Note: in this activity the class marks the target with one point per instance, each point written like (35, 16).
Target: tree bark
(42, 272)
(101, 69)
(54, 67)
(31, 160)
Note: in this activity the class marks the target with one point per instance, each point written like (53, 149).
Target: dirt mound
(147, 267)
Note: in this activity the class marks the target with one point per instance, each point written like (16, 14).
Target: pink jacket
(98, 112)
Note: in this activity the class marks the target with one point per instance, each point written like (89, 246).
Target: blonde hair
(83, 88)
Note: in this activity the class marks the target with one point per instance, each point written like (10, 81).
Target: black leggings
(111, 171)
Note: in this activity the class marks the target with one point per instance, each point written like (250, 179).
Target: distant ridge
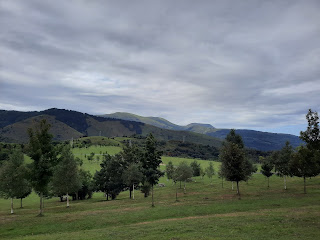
(67, 124)
(264, 141)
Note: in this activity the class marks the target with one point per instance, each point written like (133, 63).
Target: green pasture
(206, 211)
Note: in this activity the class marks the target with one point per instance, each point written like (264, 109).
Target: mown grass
(206, 211)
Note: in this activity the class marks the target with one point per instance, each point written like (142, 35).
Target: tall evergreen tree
(312, 135)
(196, 168)
(266, 168)
(305, 163)
(183, 173)
(110, 177)
(170, 170)
(44, 157)
(132, 176)
(281, 162)
(66, 178)
(13, 178)
(234, 164)
(210, 171)
(150, 163)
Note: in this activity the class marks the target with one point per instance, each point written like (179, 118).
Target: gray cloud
(242, 64)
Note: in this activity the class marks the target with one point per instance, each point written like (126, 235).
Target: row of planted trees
(54, 171)
(302, 162)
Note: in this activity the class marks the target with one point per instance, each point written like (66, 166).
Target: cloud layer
(242, 64)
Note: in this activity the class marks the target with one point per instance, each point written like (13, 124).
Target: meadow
(206, 211)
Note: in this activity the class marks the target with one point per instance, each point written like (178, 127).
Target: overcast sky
(233, 64)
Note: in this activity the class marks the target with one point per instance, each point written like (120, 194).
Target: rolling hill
(263, 141)
(68, 124)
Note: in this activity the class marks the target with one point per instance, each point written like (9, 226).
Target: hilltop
(263, 141)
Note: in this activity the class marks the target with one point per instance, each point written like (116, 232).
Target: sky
(234, 64)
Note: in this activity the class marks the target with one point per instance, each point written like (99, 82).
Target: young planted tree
(281, 162)
(305, 163)
(150, 163)
(170, 170)
(132, 156)
(210, 171)
(65, 179)
(43, 154)
(196, 168)
(132, 176)
(13, 178)
(110, 177)
(234, 165)
(312, 135)
(202, 172)
(267, 167)
(183, 173)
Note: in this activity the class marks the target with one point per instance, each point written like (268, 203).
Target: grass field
(206, 211)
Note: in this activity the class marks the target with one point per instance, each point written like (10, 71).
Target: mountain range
(263, 141)
(67, 124)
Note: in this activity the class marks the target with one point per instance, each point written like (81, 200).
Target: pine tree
(150, 163)
(210, 171)
(13, 178)
(234, 164)
(66, 178)
(43, 154)
(266, 168)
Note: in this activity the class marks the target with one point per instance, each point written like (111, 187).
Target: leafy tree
(13, 178)
(232, 137)
(312, 135)
(150, 163)
(183, 173)
(87, 185)
(210, 171)
(234, 165)
(281, 162)
(132, 176)
(66, 178)
(196, 168)
(170, 170)
(267, 167)
(305, 163)
(110, 177)
(132, 156)
(43, 154)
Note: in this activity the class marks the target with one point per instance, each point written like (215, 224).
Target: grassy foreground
(206, 211)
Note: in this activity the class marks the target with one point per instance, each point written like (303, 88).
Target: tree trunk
(176, 192)
(41, 205)
(68, 200)
(238, 191)
(11, 205)
(152, 196)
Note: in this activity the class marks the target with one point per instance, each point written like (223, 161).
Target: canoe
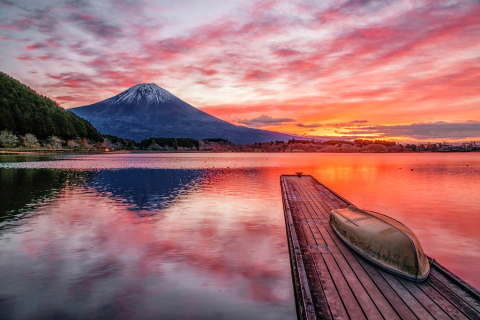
(382, 240)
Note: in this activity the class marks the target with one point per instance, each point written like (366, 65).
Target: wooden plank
(449, 295)
(339, 267)
(306, 309)
(343, 285)
(424, 300)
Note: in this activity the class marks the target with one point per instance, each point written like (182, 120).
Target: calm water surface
(202, 236)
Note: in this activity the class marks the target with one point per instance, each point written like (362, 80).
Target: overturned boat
(382, 240)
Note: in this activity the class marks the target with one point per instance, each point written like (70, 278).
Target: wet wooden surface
(332, 282)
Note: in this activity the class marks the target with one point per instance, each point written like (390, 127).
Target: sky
(404, 70)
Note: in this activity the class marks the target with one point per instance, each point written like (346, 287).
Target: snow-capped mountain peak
(145, 91)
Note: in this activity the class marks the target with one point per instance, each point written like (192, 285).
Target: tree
(8, 139)
(30, 141)
(54, 142)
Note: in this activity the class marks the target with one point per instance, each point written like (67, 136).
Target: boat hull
(382, 240)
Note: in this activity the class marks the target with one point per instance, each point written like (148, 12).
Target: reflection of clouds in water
(145, 189)
(213, 253)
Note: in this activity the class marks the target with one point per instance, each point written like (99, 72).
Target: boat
(382, 240)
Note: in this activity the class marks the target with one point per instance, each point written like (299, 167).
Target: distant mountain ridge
(147, 110)
(23, 111)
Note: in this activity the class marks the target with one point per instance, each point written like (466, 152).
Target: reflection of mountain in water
(145, 189)
(22, 190)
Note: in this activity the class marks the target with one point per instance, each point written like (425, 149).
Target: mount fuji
(146, 110)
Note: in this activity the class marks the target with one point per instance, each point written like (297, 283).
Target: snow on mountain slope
(146, 110)
(149, 91)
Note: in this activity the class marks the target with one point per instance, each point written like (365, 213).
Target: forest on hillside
(23, 111)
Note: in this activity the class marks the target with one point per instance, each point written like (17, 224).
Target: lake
(202, 235)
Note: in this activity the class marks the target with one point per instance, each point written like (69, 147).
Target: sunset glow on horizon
(402, 70)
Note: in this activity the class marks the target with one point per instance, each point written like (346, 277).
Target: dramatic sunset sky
(406, 70)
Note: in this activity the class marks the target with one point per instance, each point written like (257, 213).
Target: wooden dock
(332, 282)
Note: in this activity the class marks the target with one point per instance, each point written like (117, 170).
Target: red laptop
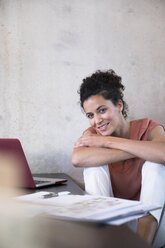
(13, 148)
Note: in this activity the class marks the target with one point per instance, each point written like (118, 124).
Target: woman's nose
(98, 119)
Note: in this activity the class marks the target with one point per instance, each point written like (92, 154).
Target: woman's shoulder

*PROMPT*:
With the images left out, set down each record exactly as it appears.

*WRITTEN RESPONSE*:
Note: in this activity the class marks the target with one point per instance, each point written like (35, 16).
Target: tree bark
(42, 272)
(101, 69)
(54, 67)
(31, 160)
Note: in this activity the class marks the target with one point per instance, each point written like (53, 149).
Target: dirt mound
(147, 267)
Note: in this activity the class marks the target with one point per instance, each point written like (16, 14).
Target: pink jacket
(98, 112)
Note: in this activity the class marks the target with one point per instance, each point written like (89, 246).
Target: blonde hair
(83, 88)
Note: in this activity the class marks the target with one point per instance, each point written like (10, 81).
Target: black leggings
(111, 171)
Note: in this activity the class marks the target with one point per instance, each point written like (250, 179).
Target: distant ridge
(67, 124)
(264, 141)
Note: in this activity the class marks the target with one point per instance, each point written like (133, 63).
Target: green pasture
(206, 211)
Note: in this activity the class marks the target with one point per instance, each point written like (264, 109).
Target: mown grass
(206, 211)
Note: in this activity the class marks the target with one point per instance, each point written like (142, 35).
Target: tall evergreen tree
(312, 135)
(196, 168)
(266, 168)
(305, 163)
(183, 173)
(110, 177)
(170, 170)
(44, 157)
(132, 176)
(281, 162)
(66, 178)
(13, 178)
(234, 164)
(210, 171)
(150, 163)
Note: in this activity the class marks the target with one point per instance, each point written like (179, 118).
Target: gray cloud
(242, 64)
Note: in this activity the class marks the target with one point per instance, each point written like (126, 235).
Target: row of planted trees
(54, 171)
(302, 162)
Note: in this activity the class marks the target with one point per instance, each point written like (66, 166).
Target: cloud layer
(242, 64)
Note: in this activity the class marks the target with one point per instance, each point written like (13, 124).
Target: meadow
(206, 211)
Note: in this activity the class marks the target with one point per instance, each point written like (178, 127).
Target: overcast sky
(233, 64)
Note: in this activity the class marks the target with one point per instance, each point written like (120, 194).
Target: rolling hill
(263, 141)
(68, 124)
Note: in this activity the class marks the target with one point per instance, each point written like (9, 226).
Target: hilltop
(263, 141)
Note: in this activity the class marks the target with one point per instance, each point written like (116, 232).
Target: sky
(234, 64)
Note: in this activity the class marks the target with one point per instance, each point written like (99, 82).
Target: young planted tree
(281, 162)
(305, 163)
(150, 163)
(170, 170)
(132, 156)
(210, 171)
(65, 179)
(43, 154)
(196, 168)
(132, 176)
(13, 178)
(110, 177)
(234, 165)
(312, 135)
(202, 172)
(267, 167)
(183, 173)
Note: in this activity the class marks the target with one point per instance, each point written like (268, 203).
Target: grass field
(206, 211)
Note: in this activity the class marks the target with one point per instance, each point written like (10, 71).
Target: mountain range
(263, 141)
(67, 124)
Note: in this activity the class marks the target with one point per instance, each point written like (81, 200).
Target: pine tree
(150, 163)
(210, 171)
(13, 178)
(234, 164)
(66, 178)
(43, 154)
(266, 168)
Note: in this activity the class marks the target with one point per instance, each point written like (111, 187).
Target: leafy tree
(13, 178)
(232, 137)
(312, 135)
(150, 163)
(183, 173)
(87, 185)
(210, 171)
(234, 165)
(281, 162)
(132, 176)
(66, 178)
(196, 168)
(170, 170)
(267, 167)
(305, 163)
(110, 177)
(132, 156)
(43, 154)
Note: in this activity the class marks the target with one point per instance, each point written like (215, 224).
Target: grassy foreground
(206, 211)
Note: in this activity the class marks the target with one point per instance, each point written like (303, 88).
Target: tree trunk
(176, 192)
(41, 205)
(68, 200)
(238, 191)
(11, 205)
(152, 196)
Note: in this activity the class marks the target with one point per instance, each point written like (223, 161).
Target: canoe
(382, 240)
Note: in this activity the class marks the target with one point per instance, each point written like (366, 65).
Target: wooden plank
(449, 295)
(339, 267)
(306, 309)
(343, 285)
(424, 300)
Note: in this activity the class marks the target with one point per instance, each point written like (182, 120).
Target: calm water surface
(202, 236)
Note: in this activity the class marks the target with one point per instance, each point written like (362, 80).
Target: overturned boat
(382, 240)
Note: in this activity the class marks the target with one point per instance, each point written like (70, 278).
Target: wet wooden surface
(332, 282)
Note: in this activity the class marks the target with one point per instance, each point written like (390, 127).
Target: sky
(404, 70)
Note: in this activity the class marks the target with one point per instance, each point written like (346, 287).
Target: snow-capped mountain peak
(145, 91)
Note: in this activity the class marks the target with one point per instance, each point written like (192, 285).
Target: tree
(8, 139)
(30, 141)
(54, 142)
Note: in this activity the class marks the target with one point per instance, each point written like (67, 136).
Target: boat hull
(382, 240)
Note: in this activity the class marks the target with one point per instance, each point written like (148, 12).
Target: reflection of clouds in water
(145, 189)
(213, 253)
Note: in this activity the class marks the target with one point per instance, each point written like (99, 72).
Target: boat
(382, 240)
Note: in this activity the class marks the target with one point per instance, each point written like (299, 167).
Target: distant mountain ridge
(147, 110)
(23, 111)
Note: in this activity the class marks the target with one point per instance, each point written like (466, 152).
Target: reflection of mountain in water
(145, 189)
(22, 190)
Note: in this activity the class marks the target with one point per instance, each point written like (425, 149).
Target: mount fuji
(146, 110)
Note: in this activity the class marks the target with one point per instance, each point written like (297, 283).
Target: snow on mountain slope
(146, 110)
(149, 91)
Note: in this activity the class marks the target with one point per instance, each point written like (365, 213).
Target: forest on hillside
(23, 111)
Note: in this activity the class marks the target with one point per instance, each point written like (17, 224).
Target: lake
(202, 235)
Note: in this activity the class marks the target with one point per instance, each point written like (69, 147).
Target: sunset glow on horizon
(402, 70)
Note: in this activity the class marks the target with one point per instance, each point written like (346, 277).
Target: dramatic sunset sky
(406, 70)
Note: in this activity the class marks the target with one point per instance, each point written like (257, 213).
Target: wooden dock
(332, 282)
Note: in this activity the class marks the target with one point per instance, each point written like (117, 170).
Target: red laptop
(13, 148)
Note: in this activity the class marks the target with one point per instance, each point written like (118, 124).
Target: woman's nose
(98, 119)
Note: in this activity the class marks the target with one point per instance, each point written like (92, 154).
Target: woman's shoulder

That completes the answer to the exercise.